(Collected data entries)
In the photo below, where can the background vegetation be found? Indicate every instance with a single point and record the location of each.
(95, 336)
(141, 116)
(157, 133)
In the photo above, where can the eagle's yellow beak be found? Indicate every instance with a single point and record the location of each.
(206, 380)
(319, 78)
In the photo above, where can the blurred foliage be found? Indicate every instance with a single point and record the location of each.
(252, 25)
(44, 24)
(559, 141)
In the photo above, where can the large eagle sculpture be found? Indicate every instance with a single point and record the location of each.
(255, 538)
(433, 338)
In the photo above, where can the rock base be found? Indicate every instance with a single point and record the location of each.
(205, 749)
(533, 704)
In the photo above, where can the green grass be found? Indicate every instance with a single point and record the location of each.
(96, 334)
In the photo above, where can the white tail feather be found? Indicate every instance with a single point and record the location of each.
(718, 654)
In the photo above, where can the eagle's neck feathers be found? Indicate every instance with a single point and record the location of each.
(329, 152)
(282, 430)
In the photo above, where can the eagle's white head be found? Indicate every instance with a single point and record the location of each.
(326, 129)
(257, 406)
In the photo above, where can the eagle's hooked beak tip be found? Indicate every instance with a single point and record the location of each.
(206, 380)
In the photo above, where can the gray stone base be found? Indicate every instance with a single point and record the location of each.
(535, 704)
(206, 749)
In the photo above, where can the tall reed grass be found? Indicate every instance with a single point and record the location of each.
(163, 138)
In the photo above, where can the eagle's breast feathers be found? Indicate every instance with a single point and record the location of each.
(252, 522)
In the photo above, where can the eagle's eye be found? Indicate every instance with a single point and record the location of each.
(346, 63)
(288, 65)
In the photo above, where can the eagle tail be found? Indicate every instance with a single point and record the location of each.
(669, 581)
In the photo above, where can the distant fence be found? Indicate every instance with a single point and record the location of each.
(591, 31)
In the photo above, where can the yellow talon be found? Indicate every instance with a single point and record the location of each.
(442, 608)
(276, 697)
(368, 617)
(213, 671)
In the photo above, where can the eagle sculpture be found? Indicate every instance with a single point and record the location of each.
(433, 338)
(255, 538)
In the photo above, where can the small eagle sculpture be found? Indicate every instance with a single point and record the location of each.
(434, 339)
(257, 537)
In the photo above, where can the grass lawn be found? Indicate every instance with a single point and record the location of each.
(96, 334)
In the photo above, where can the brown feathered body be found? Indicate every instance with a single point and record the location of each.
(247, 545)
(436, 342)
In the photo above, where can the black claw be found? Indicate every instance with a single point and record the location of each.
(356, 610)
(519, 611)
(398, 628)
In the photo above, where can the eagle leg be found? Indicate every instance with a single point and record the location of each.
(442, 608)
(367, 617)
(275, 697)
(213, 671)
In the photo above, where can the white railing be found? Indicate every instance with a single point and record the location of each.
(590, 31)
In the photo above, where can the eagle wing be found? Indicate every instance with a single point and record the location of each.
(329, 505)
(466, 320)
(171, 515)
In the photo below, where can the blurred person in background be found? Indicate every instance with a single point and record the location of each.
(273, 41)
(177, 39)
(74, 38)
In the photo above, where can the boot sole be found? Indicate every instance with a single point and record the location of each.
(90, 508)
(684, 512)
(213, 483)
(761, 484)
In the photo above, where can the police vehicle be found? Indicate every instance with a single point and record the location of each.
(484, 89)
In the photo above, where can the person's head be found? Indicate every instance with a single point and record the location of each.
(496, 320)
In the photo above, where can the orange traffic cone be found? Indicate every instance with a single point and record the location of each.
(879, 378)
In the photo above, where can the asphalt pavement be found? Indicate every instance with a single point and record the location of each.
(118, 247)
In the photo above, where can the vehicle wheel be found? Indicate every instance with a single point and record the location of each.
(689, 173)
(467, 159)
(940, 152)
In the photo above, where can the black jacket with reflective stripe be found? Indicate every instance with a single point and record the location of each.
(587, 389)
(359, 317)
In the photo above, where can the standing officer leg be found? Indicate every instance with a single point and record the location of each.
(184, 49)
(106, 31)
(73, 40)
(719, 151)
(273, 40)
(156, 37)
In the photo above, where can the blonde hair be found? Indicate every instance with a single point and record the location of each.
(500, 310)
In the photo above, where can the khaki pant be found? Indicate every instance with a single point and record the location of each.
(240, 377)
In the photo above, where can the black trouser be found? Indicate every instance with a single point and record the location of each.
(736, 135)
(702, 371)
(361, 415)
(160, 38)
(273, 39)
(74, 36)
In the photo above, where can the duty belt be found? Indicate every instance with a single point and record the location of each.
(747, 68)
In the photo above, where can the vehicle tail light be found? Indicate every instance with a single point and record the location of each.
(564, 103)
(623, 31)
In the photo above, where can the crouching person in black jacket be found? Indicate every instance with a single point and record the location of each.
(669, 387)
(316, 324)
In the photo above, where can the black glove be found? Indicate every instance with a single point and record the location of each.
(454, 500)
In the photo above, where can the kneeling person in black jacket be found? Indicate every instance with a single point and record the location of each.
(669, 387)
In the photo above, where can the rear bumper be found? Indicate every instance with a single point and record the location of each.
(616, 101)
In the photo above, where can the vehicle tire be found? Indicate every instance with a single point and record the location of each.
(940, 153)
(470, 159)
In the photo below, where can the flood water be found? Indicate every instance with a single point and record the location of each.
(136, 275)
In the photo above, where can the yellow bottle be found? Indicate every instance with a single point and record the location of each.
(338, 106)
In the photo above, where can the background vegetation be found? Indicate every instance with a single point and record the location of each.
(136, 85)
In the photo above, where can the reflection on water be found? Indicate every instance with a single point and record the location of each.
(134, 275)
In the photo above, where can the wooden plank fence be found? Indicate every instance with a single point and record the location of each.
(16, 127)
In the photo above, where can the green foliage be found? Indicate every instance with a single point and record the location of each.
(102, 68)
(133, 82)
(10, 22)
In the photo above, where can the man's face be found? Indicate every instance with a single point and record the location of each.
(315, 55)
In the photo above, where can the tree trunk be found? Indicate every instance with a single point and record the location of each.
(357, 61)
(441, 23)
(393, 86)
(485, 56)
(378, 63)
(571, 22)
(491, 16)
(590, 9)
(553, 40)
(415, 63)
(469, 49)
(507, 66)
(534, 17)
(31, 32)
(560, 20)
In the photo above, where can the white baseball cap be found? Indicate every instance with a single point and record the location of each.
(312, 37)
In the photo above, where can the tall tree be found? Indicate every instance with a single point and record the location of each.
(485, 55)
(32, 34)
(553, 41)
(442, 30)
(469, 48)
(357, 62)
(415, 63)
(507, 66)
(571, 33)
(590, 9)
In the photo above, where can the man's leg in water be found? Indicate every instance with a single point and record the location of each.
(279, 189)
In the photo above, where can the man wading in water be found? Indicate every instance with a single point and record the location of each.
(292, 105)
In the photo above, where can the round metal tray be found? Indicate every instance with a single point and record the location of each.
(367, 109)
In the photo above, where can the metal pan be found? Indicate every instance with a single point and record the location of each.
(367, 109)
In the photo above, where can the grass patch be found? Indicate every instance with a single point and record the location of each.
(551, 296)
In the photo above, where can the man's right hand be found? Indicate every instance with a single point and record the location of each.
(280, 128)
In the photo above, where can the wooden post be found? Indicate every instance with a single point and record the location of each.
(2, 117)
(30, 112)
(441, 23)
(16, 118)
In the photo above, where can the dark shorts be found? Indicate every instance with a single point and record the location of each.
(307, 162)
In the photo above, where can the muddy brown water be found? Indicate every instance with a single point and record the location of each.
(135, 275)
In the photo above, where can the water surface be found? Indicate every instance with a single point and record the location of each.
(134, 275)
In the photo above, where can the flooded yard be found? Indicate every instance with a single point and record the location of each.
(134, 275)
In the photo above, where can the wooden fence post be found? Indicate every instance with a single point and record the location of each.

TASK OBJECTIVE
Please write out the material above again, substituting "single dot" for each occurrence of "single point" and leaving everything else as it is.

SOLUTION
In the photo below, where can the background vegetation be found? Indicate every instance with a single dot and record the location of each.
(95, 336)
(141, 116)
(157, 133)
In the photo above, where can the eagle's yellow beak be found? Indicate every instance with a single dot and record the location of each.
(206, 380)
(319, 78)
In the photo above, where can the blurred foliage be found? Indicate every instance with a single dot and record the location of each.
(252, 25)
(44, 24)
(559, 141)
In the photo above, where can the large eagle sculpture be found? Indicate every instance with a single dot and record the location of each.
(255, 538)
(433, 338)
In the photo above, where can the rock base be found? Indicate every instance with a single dot and record the location of each.
(205, 749)
(533, 704)
In the photo above, where can the green grass be found? Indicate every instance with a single dot and record the location of each.
(96, 334)
In the photo above, where can the white tail feather be found? Indicate every instance with a single dot and record the location of each.
(718, 654)
In the photo above, where can the eagle's neck feathers be found? Indicate every instance with a single dot and record the location of each.
(329, 152)
(282, 430)
In the photo above, where can the eagle's white head be found? Indicate every instance with a single dot and record the location of each.
(326, 129)
(257, 406)
In the photo above, where can the eagle's hooked beak tip be found? Indicate every instance with a single dot and record the location of each.
(206, 380)
In the photo above, where can the gray stone base be found? Indicate every instance with a single dot and record the location of each.
(535, 704)
(206, 749)
In the photo above, where can the tall reed grass be found? Indicate every instance with a single dot and record the location of each.
(163, 138)
In the photo above, where can the eagle's breast feathers be found? Indicate every instance with a single dot and record the location of each.
(252, 522)
In the photo above, where can the eagle's eye be found? Indicate every instance with a single dot and record the location of each.
(346, 63)
(288, 65)
In the photo above, where can the eagle tail be found? Indicate every instance with a single dot and record the location of each.
(669, 581)
In the photo above, where can the distant fence be found? Indicate every instance with a single dot and record the location of each.
(591, 31)
In the photo above, where can the yellow talon be found? Indicate every instance with a single dot and record the location of each.
(442, 608)
(276, 697)
(368, 617)
(213, 671)
In the photo above, where can the eagle sculpture be found? Indicate every instance with a single dot and record the location of each.
(433, 338)
(255, 538)
In the photo above, where can the small eagle sculpture be found? Indicate every instance with a single dot and record the location of each.
(434, 339)
(257, 537)
In the photo above, where can the grass lawn be found? Indicate every instance with a single dot and record the location of each.
(96, 334)
In the photo above, where can the brown feathered body be found? Indicate every instance with a single dot and record the location of each.
(247, 545)
(436, 342)
In the photo above, where can the black claw be found? Indicate every instance with a single dot and record the location of each.
(356, 610)
(519, 611)
(398, 628)
In the photo above, where can the eagle leg be found? Indicate every instance with a single dot and record the location of each.
(442, 608)
(367, 617)
(275, 697)
(213, 671)
In the photo above, where can the white railing be found? Indicate every instance with a single dot and record the location of each.
(590, 31)
In the photo above, where can the eagle wing be found? Indicate every instance with a single dot and record the location of each.
(329, 505)
(466, 320)
(171, 515)
In the photo below, where can the blurred person in background be found? Indicate every instance with a single dot and record the location of each.
(273, 41)
(177, 39)
(74, 38)
In the photo above, where can the boot sole be found? Indicate every instance with a single dot and record the location of each.
(90, 508)
(684, 512)
(213, 483)
(761, 484)
In the photo above, where can the police vehicle be found? Indicate every instance with a single dot and record the location of each.
(484, 89)
In the photo above, where can the person's head be found? Indicate every instance with a single dot and record the location of each.
(496, 320)
In the photo above, where can the orange traffic cone be found? Indicate every instance with a single dot and record the location of each.
(879, 378)
In the photo above, where can the asphalt pavement be found? Indicate every instance with a single dot and record the location of each.
(118, 247)
In the photo above, where can the vehicle wheel be found? Indicate every instance with a single dot and record the location of each.
(689, 173)
(467, 159)
(940, 152)
In the photo above, where can the black jacket with reflective stripe be found? Indicate every instance with a single dot and record the location of each.
(587, 389)
(359, 317)
In the photo above, where can the standing officer leg be found? Indicate every instance with a single dot and record the location of each.
(184, 49)
(106, 31)
(73, 40)
(719, 151)
(273, 40)
(156, 37)
In the photo above, where can the blonde hair be found? Indicate every instance with a single dot and record the location of each.
(500, 310)
In the photo above, where can the khaki pant be found? Indicate every instance with a single dot and record the location of each.
(240, 377)
In the photo above, where can the black trouser be found? Indicate every instance with a single dot and record the location of each.
(736, 135)
(702, 371)
(361, 415)
(160, 38)
(273, 39)
(74, 36)
In the photo above, where can the duty belt be found? Indicate every instance with a single dot and record the location of each.
(747, 68)
In the photo above, where can the vehicle tail light be found? Indicate every instance with a single dot and record the location of each.
(564, 103)
(623, 31)
In the photo above, where can the crouching person in black jacket be found? Indicate every instance with a single dot and record the location of each.
(669, 387)
(316, 324)
In the photo above, where can the black glove be found? Indicate every instance with a single dot and record the location of each.
(454, 500)
In the photo above, where can the kneeling person in black jacket be found? Indicate every instance with a single dot and record the location of each.
(669, 387)
In the photo above, where can the rear bumper be found? Indicate every instance with a single dot and record the location of each.
(616, 101)
In the photo above, where can the vehicle tire be found? Indicate every instance with a single dot and record the location of each.
(940, 153)
(470, 159)
In the photo below, where can the flood water be found? Indicate every instance with a single dot and record the location of each.
(136, 275)
In the photo above, where can the yellow bottle be found? Indicate every instance with a single dot and record the location of each.
(338, 106)
In the photo above, where can the background vegetation be found? Indicate every instance with a single dot and record the location of each.
(136, 85)
In the photo above, where can the reflection on water be found? Indicate every instance with a single dot and record the location of each.
(134, 275)
In the photo above, where can the wooden plank fence be found? Indicate every instance with a single dot and record the location of each.
(16, 127)
In the photo above, where can the green foliage be found? Indicate every instance with a single dot and record the location of each.
(102, 68)
(133, 82)
(10, 22)
In the photo above, where can the man's face be found? Indicate every instance with a single dot and record the location of each.
(315, 55)
In the photo above, where can the tree trunk be found? Indicate every instance with a single dot and record the location of each.
(357, 61)
(441, 23)
(393, 86)
(485, 56)
(378, 63)
(571, 22)
(491, 16)
(590, 9)
(553, 40)
(415, 63)
(469, 49)
(507, 66)
(534, 17)
(31, 32)
(560, 20)
In the photo above, where can the white baseball cap be found? Indicate every instance with a single dot and record the location of each.
(312, 37)
In the photo above, where can the tall tree be found? Indicate every instance with a single dot and record the location of each.
(485, 55)
(32, 34)
(553, 41)
(442, 30)
(469, 48)
(357, 62)
(415, 63)
(507, 66)
(571, 33)
(590, 9)
In the photo above, where can the man's leg in water be found? Indicate every instance with a single dot and record the location of each.
(279, 189)
In the photo above, where can the man wading in water be found? Indicate every instance with a single dot and record the location of each.
(292, 105)
In the photo above, where can the round metal tray be found? Indicate every instance with a single dot and record the location of each.
(367, 109)
In the photo above, where can the metal pan be found? Indicate every instance with a single dot and record the location of each.
(367, 109)
In the photo above, where can the grass patch be found? Indicate every instance with a single dot and record the location of each.
(551, 296)
In the photo above, where can the man's right hand be found? Indicate every instance with a single dot and record the location of each.
(280, 128)
In the photo above, where can the wooden post be found? Indicate every instance with a single dot and record the location of each.
(2, 117)
(30, 112)
(441, 23)
(16, 118)
In the photo above, where can the dark shorts be found? Indicate every instance with a single dot and record the location of each.
(307, 162)
In the photo above, where can the muddy brown water be found? Indicate every instance with a single dot and record the location of each.
(135, 275)
In the photo above, where can the water surface be found? Indicate every instance with a single dot and record the location of each.
(134, 275)
In the photo above, where can the flooded yard be found? Indicate every instance with a single dot and record the location of each.
(134, 275)
In the photo above, where can the wooden fence post be found? Indicate every instance with a single dot and record the location of each.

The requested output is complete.